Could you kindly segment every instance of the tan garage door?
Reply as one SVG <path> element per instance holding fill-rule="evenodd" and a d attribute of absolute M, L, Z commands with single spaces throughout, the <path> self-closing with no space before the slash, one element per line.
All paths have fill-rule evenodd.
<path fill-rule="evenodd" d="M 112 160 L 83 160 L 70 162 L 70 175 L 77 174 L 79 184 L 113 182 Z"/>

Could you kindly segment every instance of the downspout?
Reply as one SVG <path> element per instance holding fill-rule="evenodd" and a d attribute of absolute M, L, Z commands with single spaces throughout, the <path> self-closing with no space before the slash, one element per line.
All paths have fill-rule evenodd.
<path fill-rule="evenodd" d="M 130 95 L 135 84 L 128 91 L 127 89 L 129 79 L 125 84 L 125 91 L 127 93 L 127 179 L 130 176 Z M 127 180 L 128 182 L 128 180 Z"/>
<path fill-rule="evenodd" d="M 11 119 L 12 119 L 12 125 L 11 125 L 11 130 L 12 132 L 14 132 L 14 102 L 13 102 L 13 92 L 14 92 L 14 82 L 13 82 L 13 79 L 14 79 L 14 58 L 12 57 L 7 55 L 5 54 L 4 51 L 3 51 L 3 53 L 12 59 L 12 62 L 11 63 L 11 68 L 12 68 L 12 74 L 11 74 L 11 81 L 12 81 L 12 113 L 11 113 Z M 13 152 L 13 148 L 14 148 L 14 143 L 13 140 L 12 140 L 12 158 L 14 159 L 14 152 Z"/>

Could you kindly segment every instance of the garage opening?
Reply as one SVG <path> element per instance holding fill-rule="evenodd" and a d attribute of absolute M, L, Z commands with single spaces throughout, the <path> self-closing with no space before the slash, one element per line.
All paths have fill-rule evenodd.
-*-
Directions for this task :: Lay out every line of the rows above as a numbered list, skipping the blank lines.

Exercise output ::
1. Could you kindly segment every instance of the tan garage door?
2. Reply as one SVG <path> element per instance holding fill-rule="evenodd" and a d attribute of absolute M, L, Z commands with single spaces throughout, the <path> self-closing with no space before the slash, one element per line.
3. All paths have fill-rule evenodd.
4. <path fill-rule="evenodd" d="M 112 160 L 83 160 L 70 162 L 70 175 L 77 174 L 79 184 L 113 182 Z"/>
5. Could you kindly segment every instance of the downspout?
6. Reply as one SVG <path> element per instance holding fill-rule="evenodd" and a d attribute of absolute M, L, Z commands with single spaces throughout, the <path> self-closing with no space before the slash, one element per line.
7. All paths have fill-rule evenodd.
8. <path fill-rule="evenodd" d="M 130 95 L 135 84 L 128 91 L 127 89 L 129 79 L 125 84 L 125 91 L 127 93 L 127 179 L 130 176 Z M 127 180 L 128 182 L 128 180 Z"/>
9. <path fill-rule="evenodd" d="M 11 119 L 12 119 L 12 125 L 11 125 L 11 130 L 12 132 L 14 132 L 14 102 L 13 102 L 13 92 L 14 92 L 14 82 L 13 82 L 13 79 L 14 79 L 14 58 L 12 57 L 7 55 L 5 54 L 4 51 L 3 51 L 3 53 L 12 59 L 12 62 L 11 63 L 11 68 L 12 68 L 12 74 L 11 74 L 11 81 L 12 81 L 12 113 L 11 113 Z M 13 152 L 13 148 L 14 148 L 14 143 L 13 140 L 12 140 L 12 158 L 14 159 L 14 152 Z"/>
10. Could you kindly segment every instance of the garage opening?
11. Reply as one SVG <path> element per instance holding fill-rule="evenodd" and a d attribute of absolute M, L, Z commands with single spaces throughout, the <path> self-closing with no space before the slash, one element per line.
12. All paths have fill-rule evenodd.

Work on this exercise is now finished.